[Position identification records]

··········

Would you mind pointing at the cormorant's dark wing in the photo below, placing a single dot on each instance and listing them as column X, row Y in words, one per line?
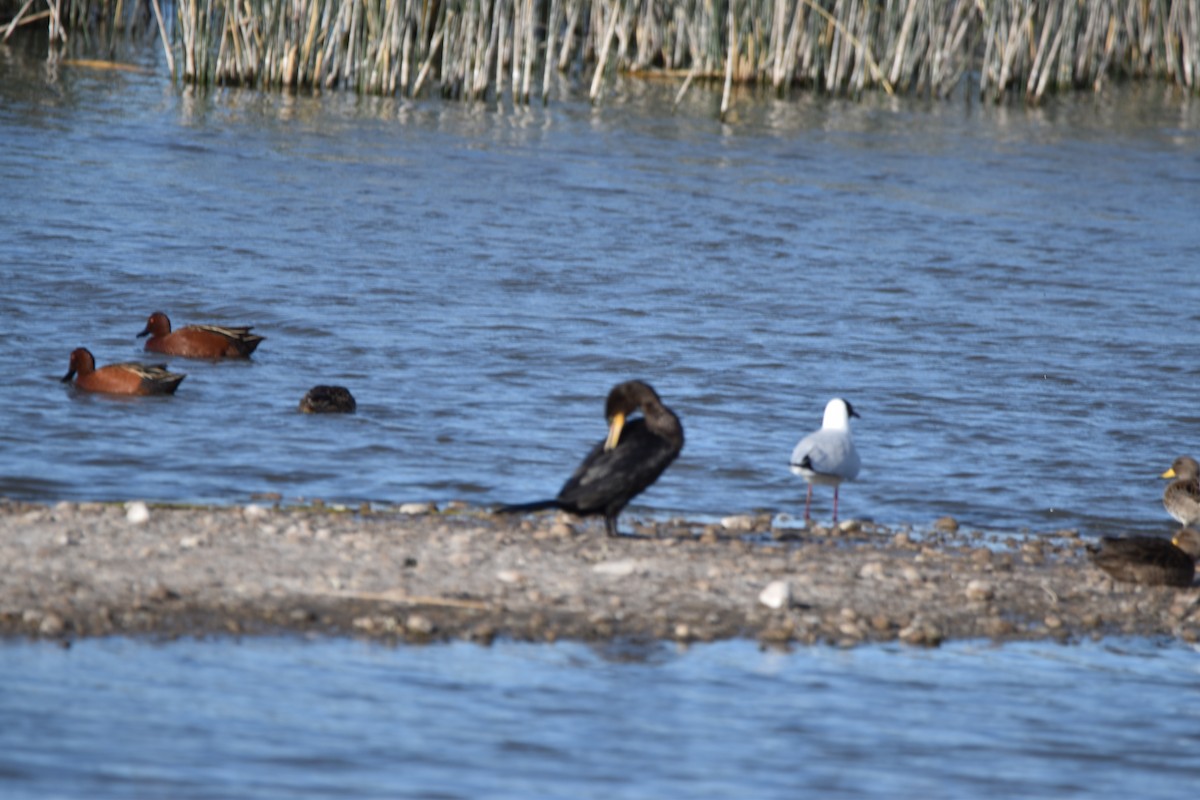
column 611, row 479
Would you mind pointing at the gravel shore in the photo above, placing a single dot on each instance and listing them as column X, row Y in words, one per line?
column 421, row 573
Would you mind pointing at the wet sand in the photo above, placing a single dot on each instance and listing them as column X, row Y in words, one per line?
column 411, row 573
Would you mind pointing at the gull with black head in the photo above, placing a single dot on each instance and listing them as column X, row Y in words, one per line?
column 827, row 457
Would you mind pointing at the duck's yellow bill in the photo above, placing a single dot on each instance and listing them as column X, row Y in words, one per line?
column 615, row 427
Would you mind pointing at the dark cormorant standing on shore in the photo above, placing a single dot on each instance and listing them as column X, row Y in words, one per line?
column 625, row 463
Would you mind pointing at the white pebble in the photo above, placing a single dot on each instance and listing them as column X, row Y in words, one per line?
column 778, row 594
column 738, row 522
column 873, row 571
column 616, row 569
column 981, row 590
column 137, row 512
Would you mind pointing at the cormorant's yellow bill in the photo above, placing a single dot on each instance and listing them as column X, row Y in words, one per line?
column 615, row 426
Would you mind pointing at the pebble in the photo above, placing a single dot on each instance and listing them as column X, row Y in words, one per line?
column 741, row 523
column 946, row 524
column 921, row 633
column 51, row 625
column 616, row 569
column 777, row 595
column 873, row 571
column 137, row 512
column 981, row 590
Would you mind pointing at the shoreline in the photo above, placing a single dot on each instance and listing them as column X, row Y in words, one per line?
column 415, row 573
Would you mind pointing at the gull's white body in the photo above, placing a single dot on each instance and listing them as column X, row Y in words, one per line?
column 827, row 457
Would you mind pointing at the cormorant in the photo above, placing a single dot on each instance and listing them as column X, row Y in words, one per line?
column 623, row 464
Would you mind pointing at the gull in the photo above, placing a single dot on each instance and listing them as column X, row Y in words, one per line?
column 827, row 456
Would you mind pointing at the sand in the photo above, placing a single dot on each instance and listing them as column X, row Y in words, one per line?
column 421, row 573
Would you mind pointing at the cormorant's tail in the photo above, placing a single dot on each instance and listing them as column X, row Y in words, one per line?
column 521, row 507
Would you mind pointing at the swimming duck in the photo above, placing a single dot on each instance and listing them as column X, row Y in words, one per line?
column 120, row 378
column 1182, row 495
column 198, row 341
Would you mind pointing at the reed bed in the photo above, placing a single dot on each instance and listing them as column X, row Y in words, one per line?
column 496, row 49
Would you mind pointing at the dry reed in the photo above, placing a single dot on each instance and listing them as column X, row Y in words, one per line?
column 495, row 49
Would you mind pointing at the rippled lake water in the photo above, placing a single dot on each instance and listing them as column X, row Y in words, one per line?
column 285, row 719
column 1008, row 295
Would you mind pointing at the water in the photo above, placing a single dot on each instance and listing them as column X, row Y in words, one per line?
column 1008, row 295
column 285, row 719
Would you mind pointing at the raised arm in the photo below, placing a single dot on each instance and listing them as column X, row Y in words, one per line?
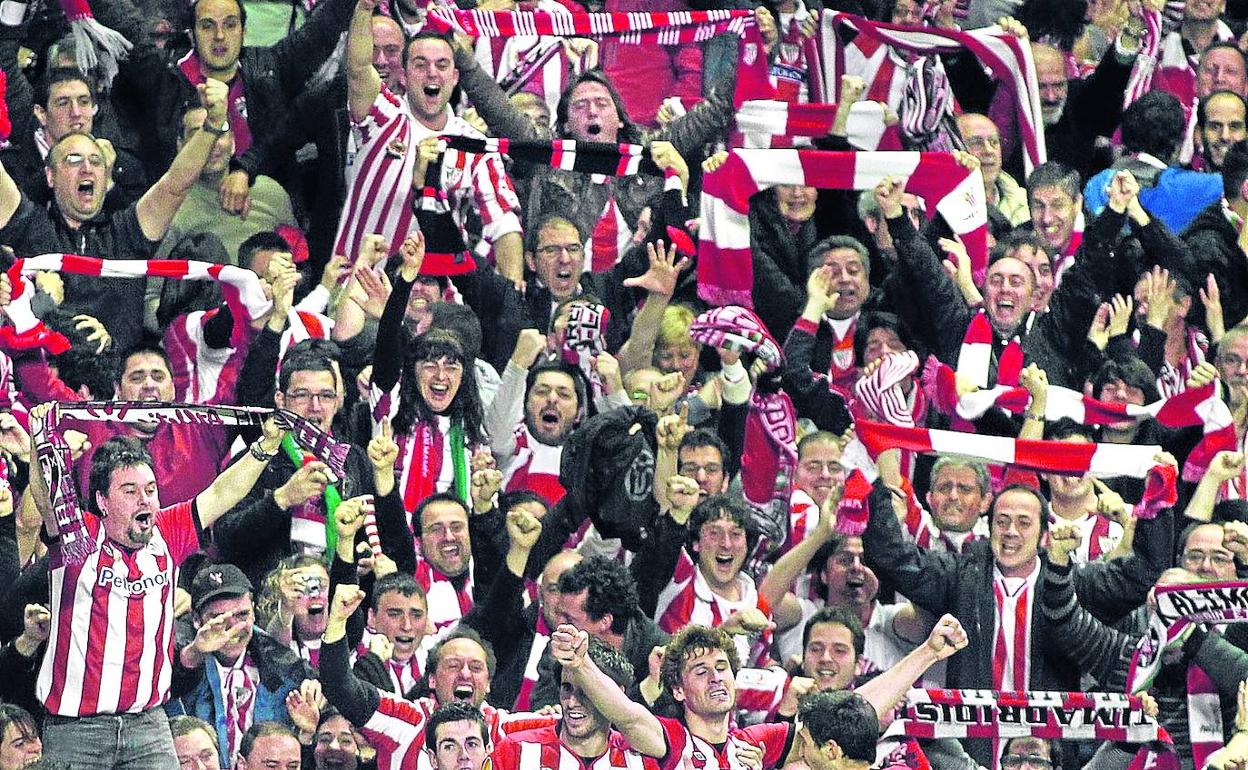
column 642, row 729
column 886, row 690
column 363, row 82
column 161, row 201
column 235, row 482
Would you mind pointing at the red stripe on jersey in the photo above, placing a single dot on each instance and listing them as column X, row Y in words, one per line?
column 134, row 642
column 96, row 637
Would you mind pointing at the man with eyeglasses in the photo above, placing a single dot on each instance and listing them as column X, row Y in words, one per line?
column 1209, row 550
column 285, row 513
column 984, row 141
column 78, row 170
column 1031, row 754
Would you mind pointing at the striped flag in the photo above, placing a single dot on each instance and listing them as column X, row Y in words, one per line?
column 725, row 273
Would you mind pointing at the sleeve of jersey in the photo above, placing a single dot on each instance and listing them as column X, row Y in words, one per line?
column 180, row 527
column 677, row 738
column 497, row 202
column 773, row 738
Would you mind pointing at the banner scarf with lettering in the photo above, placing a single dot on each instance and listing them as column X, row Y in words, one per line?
column 54, row 458
column 240, row 287
column 673, row 28
column 1133, row 461
column 1202, row 406
column 987, row 714
column 769, row 454
column 1004, row 56
column 725, row 272
column 1178, row 610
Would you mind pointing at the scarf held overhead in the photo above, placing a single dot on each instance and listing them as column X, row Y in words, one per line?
column 54, row 456
column 725, row 273
column 240, row 287
column 674, row 28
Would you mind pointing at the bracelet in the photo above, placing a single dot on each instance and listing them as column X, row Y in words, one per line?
column 215, row 130
column 260, row 454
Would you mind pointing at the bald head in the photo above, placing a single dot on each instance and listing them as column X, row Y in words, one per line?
column 1051, row 81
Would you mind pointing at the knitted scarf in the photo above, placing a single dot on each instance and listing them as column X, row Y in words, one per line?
column 588, row 157
column 858, row 53
column 769, row 456
column 240, row 287
column 1135, row 461
column 54, row 457
column 1178, row 609
column 638, row 28
column 725, row 275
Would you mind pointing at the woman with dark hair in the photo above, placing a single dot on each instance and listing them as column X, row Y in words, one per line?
column 426, row 392
column 19, row 738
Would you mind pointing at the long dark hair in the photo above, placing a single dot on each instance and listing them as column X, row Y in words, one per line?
column 466, row 406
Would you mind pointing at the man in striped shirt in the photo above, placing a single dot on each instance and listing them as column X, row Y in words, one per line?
column 583, row 739
column 109, row 660
column 388, row 170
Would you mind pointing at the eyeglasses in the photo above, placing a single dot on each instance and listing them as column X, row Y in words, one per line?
column 76, row 159
column 303, row 397
column 1218, row 558
column 1012, row 761
column 574, row 250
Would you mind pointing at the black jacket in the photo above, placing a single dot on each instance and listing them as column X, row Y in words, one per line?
column 155, row 91
column 1216, row 250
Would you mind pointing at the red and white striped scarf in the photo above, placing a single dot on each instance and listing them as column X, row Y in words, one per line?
column 1199, row 406
column 1133, row 461
column 1002, row 55
column 1011, row 650
column 541, row 640
column 770, row 447
column 240, row 287
column 725, row 273
column 53, row 452
column 932, row 714
column 238, row 683
column 673, row 28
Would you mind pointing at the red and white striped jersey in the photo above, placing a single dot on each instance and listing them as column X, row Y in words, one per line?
column 380, row 194
column 111, row 643
column 689, row 599
column 446, row 604
column 534, row 467
column 397, row 729
column 688, row 750
column 541, row 749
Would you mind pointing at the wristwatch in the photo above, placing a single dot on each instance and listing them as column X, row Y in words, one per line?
column 215, row 130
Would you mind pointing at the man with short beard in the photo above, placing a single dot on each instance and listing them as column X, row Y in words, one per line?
column 285, row 514
column 699, row 668
column 715, row 589
column 459, row 670
column 1010, row 286
column 185, row 457
column 582, row 733
column 236, row 674
column 537, row 406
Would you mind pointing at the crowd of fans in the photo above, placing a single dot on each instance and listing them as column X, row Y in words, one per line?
column 548, row 508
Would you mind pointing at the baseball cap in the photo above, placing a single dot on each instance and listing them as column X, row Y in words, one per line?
column 217, row 580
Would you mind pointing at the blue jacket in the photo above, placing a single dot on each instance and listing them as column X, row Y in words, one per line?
column 281, row 670
column 1176, row 199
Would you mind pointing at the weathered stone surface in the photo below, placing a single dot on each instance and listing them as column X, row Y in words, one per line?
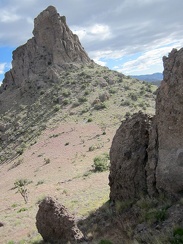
column 128, row 157
column 53, row 49
column 160, row 167
column 169, row 117
column 55, row 224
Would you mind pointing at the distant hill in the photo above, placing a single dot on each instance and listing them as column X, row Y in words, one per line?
column 155, row 78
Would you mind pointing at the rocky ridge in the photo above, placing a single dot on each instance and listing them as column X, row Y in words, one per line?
column 52, row 49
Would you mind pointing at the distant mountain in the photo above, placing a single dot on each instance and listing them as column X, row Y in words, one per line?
column 155, row 78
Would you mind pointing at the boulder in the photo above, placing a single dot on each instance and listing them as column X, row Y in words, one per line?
column 55, row 224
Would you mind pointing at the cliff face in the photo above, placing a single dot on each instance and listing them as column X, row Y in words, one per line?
column 169, row 116
column 53, row 49
column 159, row 166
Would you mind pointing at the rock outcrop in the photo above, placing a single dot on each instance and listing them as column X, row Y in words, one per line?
column 169, row 117
column 53, row 49
column 128, row 158
column 55, row 224
column 147, row 155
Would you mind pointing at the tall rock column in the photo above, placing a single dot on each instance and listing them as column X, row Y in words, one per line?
column 169, row 119
column 52, row 49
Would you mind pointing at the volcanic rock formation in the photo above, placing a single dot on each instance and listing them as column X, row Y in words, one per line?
column 53, row 49
column 147, row 155
column 55, row 224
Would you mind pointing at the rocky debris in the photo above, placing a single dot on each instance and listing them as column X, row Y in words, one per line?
column 148, row 156
column 52, row 49
column 128, row 157
column 55, row 224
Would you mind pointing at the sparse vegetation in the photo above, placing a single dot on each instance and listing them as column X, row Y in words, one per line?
column 21, row 186
column 101, row 163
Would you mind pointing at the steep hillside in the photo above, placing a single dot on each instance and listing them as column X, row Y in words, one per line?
column 58, row 112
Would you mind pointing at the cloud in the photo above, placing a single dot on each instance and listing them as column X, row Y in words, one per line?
column 146, row 61
column 107, row 29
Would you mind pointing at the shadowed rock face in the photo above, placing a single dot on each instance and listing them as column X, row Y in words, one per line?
column 149, row 155
column 169, row 116
column 55, row 224
column 53, row 49
column 128, row 158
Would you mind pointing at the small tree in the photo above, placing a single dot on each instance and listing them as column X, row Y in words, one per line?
column 20, row 185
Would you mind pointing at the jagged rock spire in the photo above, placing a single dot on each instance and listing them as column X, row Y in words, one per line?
column 52, row 49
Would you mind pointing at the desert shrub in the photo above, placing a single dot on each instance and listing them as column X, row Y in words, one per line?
column 177, row 236
column 126, row 87
column 99, row 106
column 113, row 90
column 121, row 206
column 65, row 102
column 104, row 96
column 86, row 93
column 47, row 160
column 105, row 242
column 40, row 182
column 101, row 163
column 21, row 186
column 75, row 104
column 133, row 96
column 16, row 164
column 126, row 103
column 56, row 108
column 66, row 93
column 127, row 114
column 155, row 215
column 82, row 99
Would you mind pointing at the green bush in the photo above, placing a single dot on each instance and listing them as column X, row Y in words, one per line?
column 99, row 106
column 82, row 99
column 101, row 163
column 177, row 236
column 105, row 242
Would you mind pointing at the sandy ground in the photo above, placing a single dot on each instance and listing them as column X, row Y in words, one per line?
column 57, row 165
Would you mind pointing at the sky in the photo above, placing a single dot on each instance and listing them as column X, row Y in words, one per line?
column 130, row 36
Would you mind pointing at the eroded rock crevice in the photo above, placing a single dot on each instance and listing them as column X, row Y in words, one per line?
column 131, row 146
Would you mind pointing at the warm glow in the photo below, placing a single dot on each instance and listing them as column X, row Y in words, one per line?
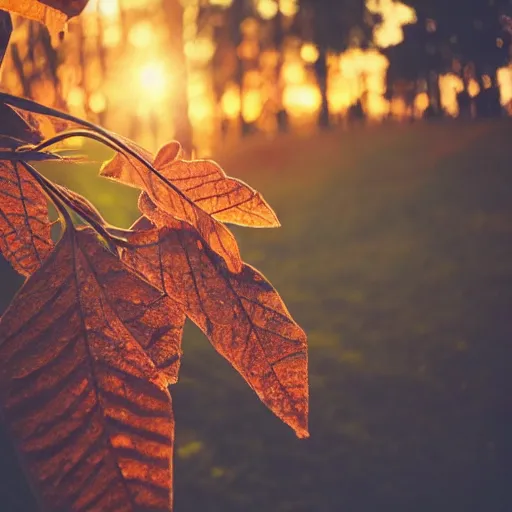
column 302, row 99
column 112, row 36
column 221, row 3
column 267, row 9
column 309, row 53
column 252, row 105
column 473, row 88
column 75, row 98
column 105, row 8
column 421, row 103
column 394, row 15
column 289, row 7
column 230, row 102
column 142, row 34
column 200, row 109
column 504, row 77
column 398, row 108
column 153, row 80
column 294, row 73
column 449, row 86
column 98, row 102
column 200, row 50
column 366, row 71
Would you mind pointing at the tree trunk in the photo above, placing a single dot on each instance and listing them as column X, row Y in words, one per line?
column 183, row 129
column 321, row 74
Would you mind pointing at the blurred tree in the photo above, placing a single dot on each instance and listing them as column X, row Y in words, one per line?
column 183, row 129
column 466, row 37
column 333, row 25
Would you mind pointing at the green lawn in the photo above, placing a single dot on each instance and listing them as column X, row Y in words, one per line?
column 395, row 255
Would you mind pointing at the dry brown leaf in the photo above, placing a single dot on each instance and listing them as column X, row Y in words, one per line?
column 89, row 410
column 53, row 13
column 81, row 205
column 129, row 170
column 25, row 239
column 226, row 199
column 242, row 314
column 204, row 182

··········

* _Requirements_:
Lay out the listing as a two-column CSV with the headers request and answer, starting with the line that contains "Would you mind pointing at the shoreline" and going on through the line that contains "column 827, row 456". Give one row per request, with its text and its answer each in a single quoted field and any line breaks turned into spaces.

* _Correct output_:
request,answer
"Would you mind pointing at the shoreline in the photo above, placing a single dot on each instance and listing them as column X, row Y in words, one per line?","column 415, row 573"
"Would you mind pointing at the gull's white body in the photo above, placing a single dot on each instance and listing them as column X, row Y in words, one per line?","column 827, row 457"
"Would you mind pointing at the cormorant in the photo above, placing a single dot on each instance and listing them as column X, row Y in words, one per line?","column 623, row 464"
"Would you mind pointing at the gull in the photo above, placing a single dot on each instance and listing them as column X, row Y in words, one per line?","column 827, row 456"